- Records for processing:
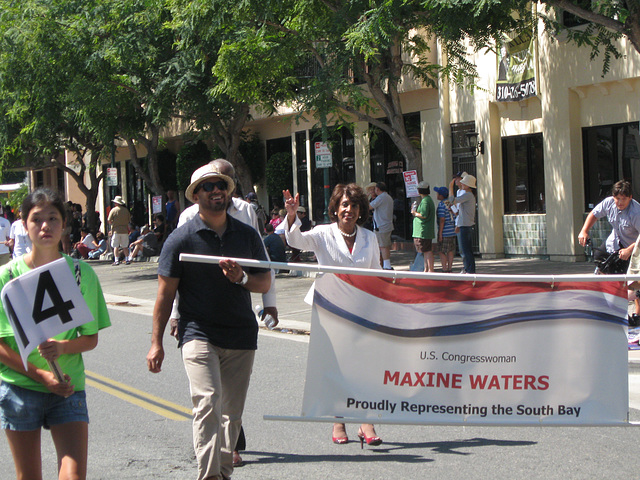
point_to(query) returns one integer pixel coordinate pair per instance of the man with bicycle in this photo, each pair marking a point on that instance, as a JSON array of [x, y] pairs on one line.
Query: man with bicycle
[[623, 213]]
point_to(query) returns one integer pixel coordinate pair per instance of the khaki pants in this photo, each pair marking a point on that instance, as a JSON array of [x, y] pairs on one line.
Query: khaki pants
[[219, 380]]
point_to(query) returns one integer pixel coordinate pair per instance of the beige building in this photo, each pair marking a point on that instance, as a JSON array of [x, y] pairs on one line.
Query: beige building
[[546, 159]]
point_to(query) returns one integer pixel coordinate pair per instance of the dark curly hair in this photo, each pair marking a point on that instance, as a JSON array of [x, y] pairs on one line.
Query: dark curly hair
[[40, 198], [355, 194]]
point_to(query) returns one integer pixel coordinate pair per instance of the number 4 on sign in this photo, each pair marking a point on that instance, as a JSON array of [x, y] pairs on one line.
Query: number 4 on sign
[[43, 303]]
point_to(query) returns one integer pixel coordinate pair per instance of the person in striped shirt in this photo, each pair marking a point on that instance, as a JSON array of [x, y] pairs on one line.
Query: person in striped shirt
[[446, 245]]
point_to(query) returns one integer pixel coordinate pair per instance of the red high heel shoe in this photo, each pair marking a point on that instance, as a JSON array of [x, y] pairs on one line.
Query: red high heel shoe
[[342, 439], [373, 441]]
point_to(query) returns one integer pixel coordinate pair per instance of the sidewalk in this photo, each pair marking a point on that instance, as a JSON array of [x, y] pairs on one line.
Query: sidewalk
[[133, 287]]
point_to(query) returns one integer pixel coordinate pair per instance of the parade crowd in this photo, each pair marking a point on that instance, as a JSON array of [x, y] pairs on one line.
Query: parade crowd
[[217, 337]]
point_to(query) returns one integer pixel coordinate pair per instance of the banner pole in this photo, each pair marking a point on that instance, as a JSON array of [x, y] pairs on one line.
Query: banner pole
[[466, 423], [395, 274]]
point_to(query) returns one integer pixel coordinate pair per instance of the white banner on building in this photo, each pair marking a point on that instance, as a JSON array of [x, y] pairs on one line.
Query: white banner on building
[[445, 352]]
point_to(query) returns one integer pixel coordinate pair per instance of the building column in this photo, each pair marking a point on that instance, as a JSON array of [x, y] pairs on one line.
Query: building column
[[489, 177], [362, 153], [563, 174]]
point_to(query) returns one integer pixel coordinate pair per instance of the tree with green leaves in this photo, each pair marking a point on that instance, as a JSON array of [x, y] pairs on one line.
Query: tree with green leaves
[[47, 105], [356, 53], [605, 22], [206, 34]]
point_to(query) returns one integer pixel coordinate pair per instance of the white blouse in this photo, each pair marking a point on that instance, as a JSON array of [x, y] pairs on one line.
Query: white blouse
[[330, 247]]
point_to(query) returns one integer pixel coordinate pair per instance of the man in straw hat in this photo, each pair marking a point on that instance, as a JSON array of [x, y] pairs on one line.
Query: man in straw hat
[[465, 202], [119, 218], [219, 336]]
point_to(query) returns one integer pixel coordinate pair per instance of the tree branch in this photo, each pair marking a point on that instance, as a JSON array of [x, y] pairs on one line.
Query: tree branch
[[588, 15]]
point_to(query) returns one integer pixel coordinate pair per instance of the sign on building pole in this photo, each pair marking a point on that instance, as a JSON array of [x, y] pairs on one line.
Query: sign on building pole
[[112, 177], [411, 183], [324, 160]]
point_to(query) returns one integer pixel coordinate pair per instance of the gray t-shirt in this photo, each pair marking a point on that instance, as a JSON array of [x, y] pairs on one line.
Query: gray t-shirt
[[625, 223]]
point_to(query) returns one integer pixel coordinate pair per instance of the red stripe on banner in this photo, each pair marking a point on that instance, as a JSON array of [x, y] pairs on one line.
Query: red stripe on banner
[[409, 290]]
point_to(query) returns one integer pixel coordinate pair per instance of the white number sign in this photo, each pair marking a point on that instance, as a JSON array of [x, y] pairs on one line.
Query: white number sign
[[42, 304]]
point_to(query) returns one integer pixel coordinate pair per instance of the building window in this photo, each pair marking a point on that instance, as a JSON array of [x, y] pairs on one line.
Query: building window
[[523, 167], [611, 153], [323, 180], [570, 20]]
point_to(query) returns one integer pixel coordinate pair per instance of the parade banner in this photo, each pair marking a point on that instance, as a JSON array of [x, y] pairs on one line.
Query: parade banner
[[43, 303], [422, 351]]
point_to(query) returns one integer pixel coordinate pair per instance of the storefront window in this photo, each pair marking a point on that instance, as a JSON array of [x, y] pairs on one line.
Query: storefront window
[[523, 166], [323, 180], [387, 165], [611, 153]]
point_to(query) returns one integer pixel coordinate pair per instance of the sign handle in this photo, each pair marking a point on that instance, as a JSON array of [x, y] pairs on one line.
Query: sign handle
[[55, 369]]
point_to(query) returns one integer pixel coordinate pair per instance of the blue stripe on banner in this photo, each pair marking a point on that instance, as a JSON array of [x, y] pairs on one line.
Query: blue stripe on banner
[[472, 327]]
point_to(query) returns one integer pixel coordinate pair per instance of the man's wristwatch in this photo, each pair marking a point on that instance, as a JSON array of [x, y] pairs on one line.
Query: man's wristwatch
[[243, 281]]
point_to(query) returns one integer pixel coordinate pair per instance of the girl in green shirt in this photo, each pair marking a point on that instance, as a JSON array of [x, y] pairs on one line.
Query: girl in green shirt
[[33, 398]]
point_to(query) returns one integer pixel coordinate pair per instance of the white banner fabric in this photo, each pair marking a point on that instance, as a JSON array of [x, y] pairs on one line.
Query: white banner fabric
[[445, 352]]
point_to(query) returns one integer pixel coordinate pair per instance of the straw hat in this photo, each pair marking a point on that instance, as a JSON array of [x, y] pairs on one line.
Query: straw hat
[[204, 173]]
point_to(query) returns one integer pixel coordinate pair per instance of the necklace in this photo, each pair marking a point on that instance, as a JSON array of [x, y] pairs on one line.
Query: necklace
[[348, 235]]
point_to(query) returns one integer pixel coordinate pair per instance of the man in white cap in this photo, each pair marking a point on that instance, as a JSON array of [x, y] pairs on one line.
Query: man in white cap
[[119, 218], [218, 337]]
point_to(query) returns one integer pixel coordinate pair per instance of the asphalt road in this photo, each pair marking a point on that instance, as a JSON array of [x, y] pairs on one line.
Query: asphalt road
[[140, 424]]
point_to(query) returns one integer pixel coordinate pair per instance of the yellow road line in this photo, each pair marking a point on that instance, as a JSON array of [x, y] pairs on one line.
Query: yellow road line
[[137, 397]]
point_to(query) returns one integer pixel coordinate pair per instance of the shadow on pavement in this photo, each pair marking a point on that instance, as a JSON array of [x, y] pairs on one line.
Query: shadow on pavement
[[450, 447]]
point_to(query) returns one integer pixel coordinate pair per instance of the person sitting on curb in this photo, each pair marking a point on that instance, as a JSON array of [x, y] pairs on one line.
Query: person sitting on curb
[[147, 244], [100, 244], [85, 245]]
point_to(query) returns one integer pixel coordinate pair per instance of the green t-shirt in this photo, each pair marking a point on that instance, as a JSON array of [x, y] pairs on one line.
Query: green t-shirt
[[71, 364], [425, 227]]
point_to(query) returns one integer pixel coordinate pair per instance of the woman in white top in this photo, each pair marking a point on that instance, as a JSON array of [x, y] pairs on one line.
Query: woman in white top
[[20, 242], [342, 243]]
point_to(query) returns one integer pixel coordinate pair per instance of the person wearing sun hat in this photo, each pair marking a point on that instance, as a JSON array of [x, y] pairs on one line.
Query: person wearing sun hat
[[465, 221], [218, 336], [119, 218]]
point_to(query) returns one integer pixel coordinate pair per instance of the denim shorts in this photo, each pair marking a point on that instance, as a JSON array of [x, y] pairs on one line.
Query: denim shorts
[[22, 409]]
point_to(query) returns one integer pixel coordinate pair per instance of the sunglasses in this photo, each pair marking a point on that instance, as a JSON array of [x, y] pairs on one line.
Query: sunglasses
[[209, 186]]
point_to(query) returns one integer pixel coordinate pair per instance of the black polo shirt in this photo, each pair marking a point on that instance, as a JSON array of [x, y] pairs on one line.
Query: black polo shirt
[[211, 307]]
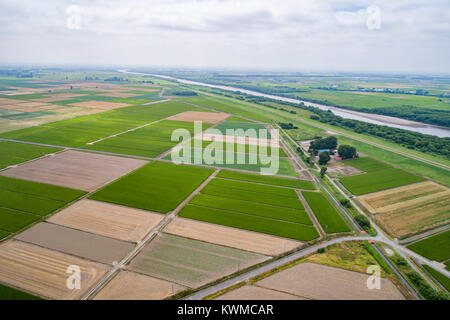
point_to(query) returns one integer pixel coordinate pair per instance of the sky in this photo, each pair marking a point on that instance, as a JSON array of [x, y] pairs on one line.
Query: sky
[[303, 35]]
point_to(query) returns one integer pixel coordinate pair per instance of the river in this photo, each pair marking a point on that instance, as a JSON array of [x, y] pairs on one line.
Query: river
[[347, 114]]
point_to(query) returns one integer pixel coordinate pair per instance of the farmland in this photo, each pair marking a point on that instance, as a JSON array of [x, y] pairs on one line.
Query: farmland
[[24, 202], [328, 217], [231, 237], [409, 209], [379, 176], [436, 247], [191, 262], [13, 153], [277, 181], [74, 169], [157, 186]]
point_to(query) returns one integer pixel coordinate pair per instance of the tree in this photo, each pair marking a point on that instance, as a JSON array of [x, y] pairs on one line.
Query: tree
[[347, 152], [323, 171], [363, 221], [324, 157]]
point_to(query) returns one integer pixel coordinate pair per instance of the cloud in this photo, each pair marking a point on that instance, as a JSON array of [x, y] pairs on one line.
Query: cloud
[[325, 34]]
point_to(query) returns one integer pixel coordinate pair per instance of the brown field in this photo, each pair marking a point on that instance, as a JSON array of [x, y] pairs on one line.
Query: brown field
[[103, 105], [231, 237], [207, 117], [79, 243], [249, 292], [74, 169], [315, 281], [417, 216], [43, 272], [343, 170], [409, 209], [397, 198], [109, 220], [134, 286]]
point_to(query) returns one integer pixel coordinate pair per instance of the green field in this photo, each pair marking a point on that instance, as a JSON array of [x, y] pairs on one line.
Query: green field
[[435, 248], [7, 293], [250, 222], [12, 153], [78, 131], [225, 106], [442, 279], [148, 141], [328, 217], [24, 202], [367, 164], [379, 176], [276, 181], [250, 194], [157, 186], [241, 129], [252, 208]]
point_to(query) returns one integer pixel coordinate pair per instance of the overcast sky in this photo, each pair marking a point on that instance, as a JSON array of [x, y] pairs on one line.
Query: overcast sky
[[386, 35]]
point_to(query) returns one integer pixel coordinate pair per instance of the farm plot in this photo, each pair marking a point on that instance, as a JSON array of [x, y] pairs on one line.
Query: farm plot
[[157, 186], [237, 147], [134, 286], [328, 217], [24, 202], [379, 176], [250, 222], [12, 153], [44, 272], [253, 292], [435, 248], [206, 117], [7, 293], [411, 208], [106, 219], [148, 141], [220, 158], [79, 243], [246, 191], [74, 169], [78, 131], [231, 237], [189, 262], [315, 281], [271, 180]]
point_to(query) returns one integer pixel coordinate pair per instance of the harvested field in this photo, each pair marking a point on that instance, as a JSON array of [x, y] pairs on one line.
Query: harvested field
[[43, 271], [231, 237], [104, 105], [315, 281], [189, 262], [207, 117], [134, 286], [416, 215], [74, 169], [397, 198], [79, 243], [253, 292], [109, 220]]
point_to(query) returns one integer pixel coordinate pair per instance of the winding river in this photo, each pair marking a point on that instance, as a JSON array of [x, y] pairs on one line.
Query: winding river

- Set task:
Copy out the lines from the one containing "of the straw" through the one containing "[[348, 235]]", both included, replacing "straw hat" with "sun hat" throughout and leaving all else unchanged.

- Correct output:
point_to(query) returns one integer pixel coordinate pair per instance of the sun hat in this photo, each pair marking a point on that instance, as a JSON array of [x, y] pairs on one line.
Query: sun hat
[[204, 173]]
point_to(query) returns one integer pixel coordinate pair per instance of the necklace in this photo, each pair marking a point on that instance, as a JSON array of [x, y] pairs on one line.
Query: necklace
[[348, 235]]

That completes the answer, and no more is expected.